[Segmentation data]
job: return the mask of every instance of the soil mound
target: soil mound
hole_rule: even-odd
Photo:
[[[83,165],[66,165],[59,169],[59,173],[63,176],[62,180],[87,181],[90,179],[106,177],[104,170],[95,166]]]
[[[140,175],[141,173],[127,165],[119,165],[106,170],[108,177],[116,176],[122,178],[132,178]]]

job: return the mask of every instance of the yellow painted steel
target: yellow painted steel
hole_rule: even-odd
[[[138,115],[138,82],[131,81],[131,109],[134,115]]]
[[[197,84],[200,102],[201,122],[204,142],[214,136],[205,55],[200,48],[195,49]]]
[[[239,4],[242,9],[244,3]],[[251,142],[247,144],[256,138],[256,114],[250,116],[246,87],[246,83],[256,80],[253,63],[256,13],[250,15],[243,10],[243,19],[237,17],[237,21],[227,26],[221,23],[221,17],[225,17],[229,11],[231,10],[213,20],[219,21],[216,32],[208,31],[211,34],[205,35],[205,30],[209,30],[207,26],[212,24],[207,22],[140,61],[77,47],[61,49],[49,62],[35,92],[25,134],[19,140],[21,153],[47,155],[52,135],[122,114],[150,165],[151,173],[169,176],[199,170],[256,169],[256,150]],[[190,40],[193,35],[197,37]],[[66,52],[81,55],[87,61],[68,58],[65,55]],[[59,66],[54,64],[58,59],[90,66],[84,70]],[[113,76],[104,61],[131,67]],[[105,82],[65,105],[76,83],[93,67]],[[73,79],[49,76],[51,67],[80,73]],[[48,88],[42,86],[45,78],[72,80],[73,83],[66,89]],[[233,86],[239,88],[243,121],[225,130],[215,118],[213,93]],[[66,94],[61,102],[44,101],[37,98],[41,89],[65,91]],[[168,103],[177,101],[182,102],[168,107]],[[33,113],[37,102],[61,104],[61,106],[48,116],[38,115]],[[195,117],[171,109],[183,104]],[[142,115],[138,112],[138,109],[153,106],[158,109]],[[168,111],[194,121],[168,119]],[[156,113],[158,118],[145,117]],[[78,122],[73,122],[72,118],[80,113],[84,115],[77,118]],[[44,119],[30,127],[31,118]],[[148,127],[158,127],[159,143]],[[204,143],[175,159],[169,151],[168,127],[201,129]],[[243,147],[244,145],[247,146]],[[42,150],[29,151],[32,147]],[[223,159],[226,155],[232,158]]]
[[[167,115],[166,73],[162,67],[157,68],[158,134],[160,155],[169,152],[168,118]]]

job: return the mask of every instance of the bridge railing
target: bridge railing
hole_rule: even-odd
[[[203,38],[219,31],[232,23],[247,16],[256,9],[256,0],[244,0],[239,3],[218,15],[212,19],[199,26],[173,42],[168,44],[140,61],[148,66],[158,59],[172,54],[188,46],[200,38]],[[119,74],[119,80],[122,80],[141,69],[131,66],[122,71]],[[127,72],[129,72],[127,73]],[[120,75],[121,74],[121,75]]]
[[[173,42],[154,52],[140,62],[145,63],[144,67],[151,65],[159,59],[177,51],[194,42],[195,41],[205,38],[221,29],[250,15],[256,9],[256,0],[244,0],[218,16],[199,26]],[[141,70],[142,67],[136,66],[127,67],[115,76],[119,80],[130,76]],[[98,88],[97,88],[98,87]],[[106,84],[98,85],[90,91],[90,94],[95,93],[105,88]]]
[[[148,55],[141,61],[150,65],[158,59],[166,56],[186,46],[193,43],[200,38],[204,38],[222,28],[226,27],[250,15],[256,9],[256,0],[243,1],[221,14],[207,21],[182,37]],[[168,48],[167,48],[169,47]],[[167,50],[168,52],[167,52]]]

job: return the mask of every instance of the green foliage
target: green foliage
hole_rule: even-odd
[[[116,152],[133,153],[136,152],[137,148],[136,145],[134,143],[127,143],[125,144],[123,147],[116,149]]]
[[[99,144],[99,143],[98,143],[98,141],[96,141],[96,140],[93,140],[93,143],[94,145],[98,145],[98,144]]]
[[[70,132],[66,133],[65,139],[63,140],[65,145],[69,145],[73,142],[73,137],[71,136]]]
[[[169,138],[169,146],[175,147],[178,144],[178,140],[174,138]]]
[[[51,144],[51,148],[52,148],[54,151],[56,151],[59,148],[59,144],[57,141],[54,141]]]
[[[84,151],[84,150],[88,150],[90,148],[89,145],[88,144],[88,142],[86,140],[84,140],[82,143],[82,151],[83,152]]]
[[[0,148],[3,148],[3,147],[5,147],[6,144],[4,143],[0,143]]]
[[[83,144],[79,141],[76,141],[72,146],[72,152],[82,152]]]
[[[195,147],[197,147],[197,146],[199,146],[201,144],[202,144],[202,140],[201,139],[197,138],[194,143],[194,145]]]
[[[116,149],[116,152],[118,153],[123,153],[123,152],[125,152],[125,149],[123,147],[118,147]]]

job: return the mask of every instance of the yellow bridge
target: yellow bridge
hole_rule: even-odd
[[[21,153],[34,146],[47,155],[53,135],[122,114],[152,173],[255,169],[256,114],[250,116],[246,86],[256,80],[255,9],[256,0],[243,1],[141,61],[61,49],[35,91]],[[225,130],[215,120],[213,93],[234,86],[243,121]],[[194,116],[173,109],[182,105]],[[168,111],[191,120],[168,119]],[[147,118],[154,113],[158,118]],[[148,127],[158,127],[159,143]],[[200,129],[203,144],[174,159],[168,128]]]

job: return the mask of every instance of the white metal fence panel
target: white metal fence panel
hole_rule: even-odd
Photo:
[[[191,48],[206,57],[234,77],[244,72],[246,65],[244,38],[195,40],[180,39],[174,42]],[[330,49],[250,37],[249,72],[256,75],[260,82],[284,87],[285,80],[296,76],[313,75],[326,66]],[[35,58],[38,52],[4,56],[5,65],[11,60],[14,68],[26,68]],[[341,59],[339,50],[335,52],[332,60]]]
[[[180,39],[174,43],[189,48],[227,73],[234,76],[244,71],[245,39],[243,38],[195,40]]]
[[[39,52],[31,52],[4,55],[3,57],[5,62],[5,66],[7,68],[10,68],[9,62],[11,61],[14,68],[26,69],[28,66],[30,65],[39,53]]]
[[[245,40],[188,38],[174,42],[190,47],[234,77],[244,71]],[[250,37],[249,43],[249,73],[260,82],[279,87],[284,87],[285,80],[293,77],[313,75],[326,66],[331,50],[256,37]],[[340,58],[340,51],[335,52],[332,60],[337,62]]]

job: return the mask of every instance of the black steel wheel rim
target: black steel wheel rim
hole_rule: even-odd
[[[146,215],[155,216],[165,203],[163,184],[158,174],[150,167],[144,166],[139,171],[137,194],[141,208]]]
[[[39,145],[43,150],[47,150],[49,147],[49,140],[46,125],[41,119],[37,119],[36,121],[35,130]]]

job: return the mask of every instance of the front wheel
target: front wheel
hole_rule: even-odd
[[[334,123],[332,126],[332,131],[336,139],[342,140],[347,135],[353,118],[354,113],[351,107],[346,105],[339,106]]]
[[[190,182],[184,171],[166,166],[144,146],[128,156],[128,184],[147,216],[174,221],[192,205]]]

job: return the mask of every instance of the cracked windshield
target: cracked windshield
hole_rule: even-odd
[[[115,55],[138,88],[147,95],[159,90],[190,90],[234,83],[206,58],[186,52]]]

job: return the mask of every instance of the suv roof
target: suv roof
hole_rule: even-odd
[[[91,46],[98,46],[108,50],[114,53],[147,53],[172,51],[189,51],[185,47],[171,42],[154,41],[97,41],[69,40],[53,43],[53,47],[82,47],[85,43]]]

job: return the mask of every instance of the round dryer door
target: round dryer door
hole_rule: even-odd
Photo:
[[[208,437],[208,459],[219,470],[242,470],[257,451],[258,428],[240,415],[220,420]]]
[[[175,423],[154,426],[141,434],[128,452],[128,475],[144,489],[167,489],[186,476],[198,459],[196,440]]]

§ Brief
Write the material out again in its entirety, exactly as shown.

§ Task response
job: return the mask of every instance of the soil mound
target: soil mound
hole_rule: even-odd
Photo:
[[[83,165],[66,165],[59,169],[59,173],[63,176],[62,180],[87,181],[90,179],[106,177],[104,170],[95,166]]]
[[[140,175],[141,173],[127,165],[119,165],[106,170],[108,177],[116,176],[122,178],[132,178]]]

job: return the mask of every instance of the yellow painted steel
target: yellow painted steel
hole_rule: even-odd
[[[138,115],[138,82],[131,81],[131,109],[134,115]]]
[[[197,84],[200,102],[201,122],[204,142],[214,136],[205,55],[200,48],[195,49]]]
[[[239,4],[242,9],[244,3]],[[251,142],[247,144],[256,138],[256,114],[250,116],[246,87],[246,83],[256,80],[253,63],[256,13],[250,15],[243,10],[243,19],[237,17],[237,21],[227,26],[221,23],[221,17],[225,17],[229,11],[231,10],[213,20],[219,21],[216,32],[208,31],[211,34],[205,35],[205,30],[209,30],[207,26],[212,24],[207,22],[140,61],[77,47],[61,49],[49,62],[35,92],[25,134],[19,140],[21,153],[47,155],[52,135],[122,114],[150,165],[151,173],[169,176],[199,170],[256,169],[256,150]],[[190,40],[193,35],[197,37]],[[66,52],[81,55],[87,61],[68,58],[65,55]],[[59,66],[54,64],[58,59],[90,66],[84,70]],[[113,76],[104,61],[131,67]],[[105,82],[65,105],[76,83],[93,67]],[[73,79],[49,76],[51,67],[80,73]],[[48,88],[42,86],[45,78],[72,80],[73,83],[66,89]],[[233,86],[239,88],[243,121],[225,130],[215,118],[213,93]],[[66,94],[61,102],[44,101],[37,98],[41,89],[65,91]],[[168,103],[177,101],[182,102],[168,107]],[[33,113],[37,102],[61,104],[61,106],[48,116],[38,115]],[[195,117],[171,109],[183,104]],[[142,115],[138,112],[138,109],[153,106],[158,109]],[[168,111],[194,121],[168,119]],[[156,113],[158,118],[145,117]],[[78,122],[73,122],[72,118],[80,113],[84,115],[77,118]],[[44,119],[30,127],[31,118]],[[148,127],[158,127],[159,143]],[[204,143],[175,159],[169,151],[168,127],[201,129]],[[243,147],[244,145],[247,146]],[[42,150],[29,151],[32,147]],[[223,159],[226,155],[232,158]]]
[[[167,115],[166,73],[162,67],[157,68],[158,134],[160,155],[169,152],[168,118]]]

job: return the mask of every instance of the bridge railing
target: bridge railing
hole_rule: even-odd
[[[203,38],[219,31],[232,23],[247,16],[256,9],[256,0],[244,0],[239,3],[218,15],[212,19],[199,26],[173,42],[168,44],[140,61],[148,66],[158,59],[172,54],[188,46],[200,38]],[[119,74],[119,80],[122,80],[141,69],[131,66],[122,71]],[[127,72],[129,72],[127,73]],[[120,75],[121,74],[121,75]]]
[[[173,42],[154,52],[140,62],[145,63],[144,67],[151,65],[159,59],[177,51],[194,42],[195,41],[205,38],[221,29],[250,15],[256,9],[256,0],[244,0],[218,16],[199,26]],[[141,70],[142,67],[136,66],[127,67],[115,76],[119,80],[130,76]],[[98,88],[97,88],[98,87]],[[106,84],[98,85],[90,91],[90,94],[95,93],[105,88]]]
[[[148,55],[141,61],[150,65],[158,59],[166,56],[186,46],[193,43],[200,38],[204,38],[222,28],[226,27],[250,15],[256,9],[256,0],[243,1],[221,14],[207,21],[182,37]],[[168,48],[167,48],[169,47]],[[167,50],[168,52],[167,52]]]

job: return the mask of every instance of the green foliage
target: green foliage
hole_rule: even-odd
[[[116,152],[133,153],[136,152],[137,148],[136,145],[134,143],[127,143],[125,144],[123,147],[116,149]]]
[[[99,144],[99,143],[98,143],[98,141],[96,141],[96,140],[93,140],[93,143],[94,145],[98,145],[98,144]]]
[[[70,132],[66,133],[65,139],[63,140],[65,145],[69,145],[73,142],[73,137],[71,136]]]
[[[169,138],[169,146],[175,147],[178,144],[178,140],[174,138]]]
[[[51,144],[51,148],[52,148],[54,151],[56,151],[59,148],[59,144],[57,141],[54,141]]]
[[[84,151],[84,150],[88,150],[90,148],[89,145],[88,144],[88,142],[86,140],[84,140],[82,143],[82,151],[83,152]]]
[[[0,148],[3,148],[3,147],[5,147],[6,144],[4,143],[0,143]]]
[[[83,144],[79,141],[76,141],[72,146],[72,152],[82,152]]]
[[[195,147],[197,147],[197,146],[199,146],[201,144],[202,144],[202,140],[201,139],[197,138],[194,143],[194,145]]]
[[[116,149],[116,152],[118,153],[123,153],[123,152],[125,152],[125,149],[123,147],[118,147]]]

job: return the mask of every instance of the yellow bridge
target: yellow bridge
hole_rule: even-odd
[[[21,153],[34,146],[47,155],[53,135],[122,114],[152,173],[255,169],[256,114],[250,116],[246,86],[256,80],[255,9],[256,0],[243,1],[141,61],[61,49],[35,91]],[[225,130],[215,120],[213,93],[234,86],[243,121]],[[194,116],[173,109],[182,105]],[[168,111],[191,120],[168,119]],[[147,118],[154,113],[158,118]],[[148,127],[158,127],[159,143]],[[200,129],[203,144],[174,159],[168,128]]]

job: return the mask of every instance of the white metal fence panel
target: white metal fence panel
hole_rule: even-odd
Photo:
[[[191,48],[206,57],[234,77],[244,72],[246,65],[244,38],[195,40],[180,39],[174,42]],[[330,49],[250,37],[249,72],[256,75],[260,82],[284,87],[285,80],[296,76],[313,75],[326,66]],[[35,58],[38,52],[4,56],[5,65],[11,60],[14,68],[26,68]],[[341,59],[339,50],[335,52],[332,60]]]
[[[180,39],[174,43],[189,48],[227,73],[234,76],[244,71],[245,39],[243,38],[195,40]]]
[[[39,52],[31,52],[4,55],[3,57],[5,62],[5,66],[7,68],[10,68],[9,62],[11,61],[14,68],[26,69],[28,66],[30,65],[39,53]]]
[[[245,40],[188,38],[174,42],[190,47],[234,77],[244,71]],[[250,37],[249,43],[249,73],[260,82],[279,87],[284,87],[285,80],[293,77],[313,75],[326,66],[331,50],[256,37]],[[340,58],[340,51],[335,52],[332,60],[337,62]]]

job: return the mask of every instance of the black steel wheel rim
target: black steel wheel rim
hole_rule: even-odd
[[[146,215],[155,216],[165,203],[163,184],[158,174],[150,167],[144,166],[139,171],[137,194],[141,208]]]
[[[39,145],[43,150],[47,150],[49,147],[49,140],[46,125],[41,119],[37,119],[36,121],[35,130]]]

job: return the mask of every instance of the front wheel
target: front wheel
hole_rule: even-odd
[[[334,123],[332,126],[332,131],[336,139],[342,140],[347,135],[353,118],[354,113],[351,107],[346,105],[339,106]]]
[[[190,182],[184,171],[166,166],[144,146],[128,156],[128,184],[147,216],[174,221],[192,205]]]

job: return the mask of every instance of the cracked windshield
target: cracked windshield
hole_rule: even-odd
[[[115,55],[138,88],[147,95],[159,90],[190,90],[234,83],[206,58],[186,52]]]

job: return the mask of every instance of the suv roof
target: suv roof
hole_rule: even-odd
[[[91,46],[98,46],[108,50],[114,53],[147,53],[172,51],[189,51],[185,47],[171,42],[154,41],[97,41],[69,40],[53,43],[53,47],[82,47],[85,43]]]

job: return the mask of every instance of the round dryer door
target: round dryer door
hole_rule: even-odd
Photo:
[[[208,437],[208,459],[219,470],[242,470],[257,451],[258,428],[240,415],[220,420]]]
[[[175,423],[154,426],[141,434],[128,452],[128,475],[144,489],[167,489],[186,476],[198,459],[196,440]]]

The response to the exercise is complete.